▶ **What you have to do**:
Retype the lines of the items below without any change, starting with the line that contains "outline driftwood pile, every instance" and continuing through the line that contains "M 265 160 L".

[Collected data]

----

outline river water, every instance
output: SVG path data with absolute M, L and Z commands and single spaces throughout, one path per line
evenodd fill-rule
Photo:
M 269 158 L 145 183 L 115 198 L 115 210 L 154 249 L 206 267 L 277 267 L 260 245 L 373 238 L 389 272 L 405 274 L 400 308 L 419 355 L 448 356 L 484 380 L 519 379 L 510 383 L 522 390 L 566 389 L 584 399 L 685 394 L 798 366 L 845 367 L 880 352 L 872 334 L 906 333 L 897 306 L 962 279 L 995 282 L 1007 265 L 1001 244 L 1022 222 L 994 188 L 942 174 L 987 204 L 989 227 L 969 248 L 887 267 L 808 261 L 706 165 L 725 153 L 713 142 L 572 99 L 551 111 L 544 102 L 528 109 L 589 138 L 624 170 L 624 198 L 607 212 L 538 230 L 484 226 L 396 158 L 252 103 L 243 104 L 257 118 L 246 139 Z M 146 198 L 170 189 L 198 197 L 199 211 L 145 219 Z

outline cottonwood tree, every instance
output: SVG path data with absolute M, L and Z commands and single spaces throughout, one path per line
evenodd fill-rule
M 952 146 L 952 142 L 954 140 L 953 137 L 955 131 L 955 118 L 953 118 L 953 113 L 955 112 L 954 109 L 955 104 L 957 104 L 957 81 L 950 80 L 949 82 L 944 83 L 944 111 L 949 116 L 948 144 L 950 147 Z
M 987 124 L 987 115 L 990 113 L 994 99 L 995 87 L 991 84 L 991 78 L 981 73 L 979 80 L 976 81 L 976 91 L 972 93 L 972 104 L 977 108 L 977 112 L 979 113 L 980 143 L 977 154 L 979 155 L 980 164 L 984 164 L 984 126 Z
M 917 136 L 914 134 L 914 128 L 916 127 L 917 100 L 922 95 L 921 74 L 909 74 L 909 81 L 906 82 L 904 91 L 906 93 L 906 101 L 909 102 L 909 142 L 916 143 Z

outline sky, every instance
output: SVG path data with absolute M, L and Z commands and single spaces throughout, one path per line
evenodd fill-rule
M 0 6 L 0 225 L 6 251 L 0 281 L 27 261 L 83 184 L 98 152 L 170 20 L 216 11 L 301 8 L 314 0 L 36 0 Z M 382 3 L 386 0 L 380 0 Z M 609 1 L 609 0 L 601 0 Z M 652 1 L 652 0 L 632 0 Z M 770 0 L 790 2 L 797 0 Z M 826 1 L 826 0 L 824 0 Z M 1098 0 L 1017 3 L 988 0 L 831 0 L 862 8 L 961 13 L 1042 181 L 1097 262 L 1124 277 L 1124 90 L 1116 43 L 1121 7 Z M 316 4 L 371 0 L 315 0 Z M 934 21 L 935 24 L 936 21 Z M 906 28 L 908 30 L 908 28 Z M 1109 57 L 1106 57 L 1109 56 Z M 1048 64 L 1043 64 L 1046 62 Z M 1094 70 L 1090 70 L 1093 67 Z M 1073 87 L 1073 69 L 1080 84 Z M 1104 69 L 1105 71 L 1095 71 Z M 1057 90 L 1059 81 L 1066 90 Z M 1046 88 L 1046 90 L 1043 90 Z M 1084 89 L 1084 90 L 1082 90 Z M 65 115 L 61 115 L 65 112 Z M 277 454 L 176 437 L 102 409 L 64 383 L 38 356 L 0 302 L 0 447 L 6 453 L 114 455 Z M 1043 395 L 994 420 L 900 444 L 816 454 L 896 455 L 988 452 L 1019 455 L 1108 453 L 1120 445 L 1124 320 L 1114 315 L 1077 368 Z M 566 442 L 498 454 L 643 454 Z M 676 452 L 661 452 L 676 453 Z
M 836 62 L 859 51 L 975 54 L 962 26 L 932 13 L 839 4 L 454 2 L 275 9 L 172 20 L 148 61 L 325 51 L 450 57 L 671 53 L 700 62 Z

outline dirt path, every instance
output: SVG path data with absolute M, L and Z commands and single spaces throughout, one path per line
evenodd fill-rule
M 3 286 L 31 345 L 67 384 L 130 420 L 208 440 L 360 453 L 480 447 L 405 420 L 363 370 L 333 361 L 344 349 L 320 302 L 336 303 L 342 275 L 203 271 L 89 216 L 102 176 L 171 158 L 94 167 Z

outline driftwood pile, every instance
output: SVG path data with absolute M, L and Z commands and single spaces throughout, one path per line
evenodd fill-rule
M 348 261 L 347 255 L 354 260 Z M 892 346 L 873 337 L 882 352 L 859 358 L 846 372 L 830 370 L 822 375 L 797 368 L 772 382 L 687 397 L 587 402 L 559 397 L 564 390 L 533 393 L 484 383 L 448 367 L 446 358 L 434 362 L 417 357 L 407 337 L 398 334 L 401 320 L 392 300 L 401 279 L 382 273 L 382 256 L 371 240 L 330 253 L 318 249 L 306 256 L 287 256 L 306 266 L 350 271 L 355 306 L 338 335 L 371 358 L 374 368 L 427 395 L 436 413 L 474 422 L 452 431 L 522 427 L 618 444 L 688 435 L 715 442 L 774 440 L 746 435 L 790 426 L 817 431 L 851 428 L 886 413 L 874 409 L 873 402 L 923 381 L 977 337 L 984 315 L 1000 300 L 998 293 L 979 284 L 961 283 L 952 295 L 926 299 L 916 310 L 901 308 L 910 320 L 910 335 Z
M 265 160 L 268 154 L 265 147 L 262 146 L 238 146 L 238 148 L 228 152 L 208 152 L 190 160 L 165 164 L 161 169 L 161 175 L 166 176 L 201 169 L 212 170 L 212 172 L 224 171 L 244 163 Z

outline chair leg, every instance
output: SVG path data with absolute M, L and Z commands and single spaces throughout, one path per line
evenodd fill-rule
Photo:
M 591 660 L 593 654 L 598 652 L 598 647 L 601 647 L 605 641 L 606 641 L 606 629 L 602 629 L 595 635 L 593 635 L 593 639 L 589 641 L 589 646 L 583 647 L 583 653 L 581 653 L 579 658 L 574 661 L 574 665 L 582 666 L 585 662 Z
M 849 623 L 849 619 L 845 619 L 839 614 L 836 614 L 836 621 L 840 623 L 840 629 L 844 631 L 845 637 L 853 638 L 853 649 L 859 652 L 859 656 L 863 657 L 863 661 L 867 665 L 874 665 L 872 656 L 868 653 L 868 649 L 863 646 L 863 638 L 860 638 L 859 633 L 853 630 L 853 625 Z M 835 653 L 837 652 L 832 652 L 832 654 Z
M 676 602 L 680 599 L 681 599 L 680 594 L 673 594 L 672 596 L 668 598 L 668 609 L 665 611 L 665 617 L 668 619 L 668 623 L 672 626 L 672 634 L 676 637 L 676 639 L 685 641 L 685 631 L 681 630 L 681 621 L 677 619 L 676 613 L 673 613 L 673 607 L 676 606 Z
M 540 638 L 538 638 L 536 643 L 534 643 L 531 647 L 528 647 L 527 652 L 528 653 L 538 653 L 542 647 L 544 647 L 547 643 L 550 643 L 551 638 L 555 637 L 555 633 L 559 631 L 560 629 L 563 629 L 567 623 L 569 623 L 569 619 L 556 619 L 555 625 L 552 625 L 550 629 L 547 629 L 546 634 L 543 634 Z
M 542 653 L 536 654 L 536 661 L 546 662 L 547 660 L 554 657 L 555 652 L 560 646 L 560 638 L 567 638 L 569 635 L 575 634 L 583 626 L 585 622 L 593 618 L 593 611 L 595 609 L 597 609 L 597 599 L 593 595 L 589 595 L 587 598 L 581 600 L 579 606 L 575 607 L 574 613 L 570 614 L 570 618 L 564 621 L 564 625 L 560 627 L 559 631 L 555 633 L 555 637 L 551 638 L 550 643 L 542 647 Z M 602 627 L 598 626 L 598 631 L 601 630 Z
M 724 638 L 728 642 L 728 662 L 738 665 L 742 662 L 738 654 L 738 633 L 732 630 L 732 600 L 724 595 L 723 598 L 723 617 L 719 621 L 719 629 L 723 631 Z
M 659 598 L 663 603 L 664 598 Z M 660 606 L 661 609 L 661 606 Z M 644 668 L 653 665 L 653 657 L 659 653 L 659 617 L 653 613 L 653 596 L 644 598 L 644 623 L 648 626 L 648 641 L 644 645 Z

----

▶ **Finished answer**:
outline driftwood pile, every instance
output: SVG path data with absolute M, L and Z commands and single spaces throughout, one path per line
evenodd fill-rule
M 348 261 L 347 255 L 354 260 Z M 892 346 L 873 337 L 882 352 L 859 358 L 846 372 L 830 370 L 822 375 L 797 368 L 772 382 L 687 397 L 587 402 L 559 397 L 564 390 L 533 393 L 484 383 L 448 367 L 446 358 L 434 362 L 417 357 L 407 337 L 398 334 L 401 320 L 392 300 L 401 279 L 382 273 L 382 256 L 371 240 L 330 253 L 318 249 L 306 256 L 287 256 L 306 266 L 350 271 L 355 306 L 338 335 L 371 358 L 374 368 L 427 395 L 436 413 L 474 422 L 452 431 L 522 427 L 618 444 L 688 435 L 715 442 L 774 440 L 746 435 L 790 426 L 817 431 L 851 428 L 886 413 L 874 409 L 873 402 L 923 381 L 977 337 L 984 315 L 1000 300 L 998 293 L 979 284 L 961 283 L 952 295 L 926 299 L 916 310 L 901 308 L 910 320 L 910 335 Z
M 265 160 L 268 154 L 265 147 L 262 146 L 238 146 L 238 148 L 228 152 L 208 152 L 190 160 L 165 164 L 161 169 L 161 175 L 166 176 L 201 169 L 212 170 L 212 172 L 224 171 L 244 163 Z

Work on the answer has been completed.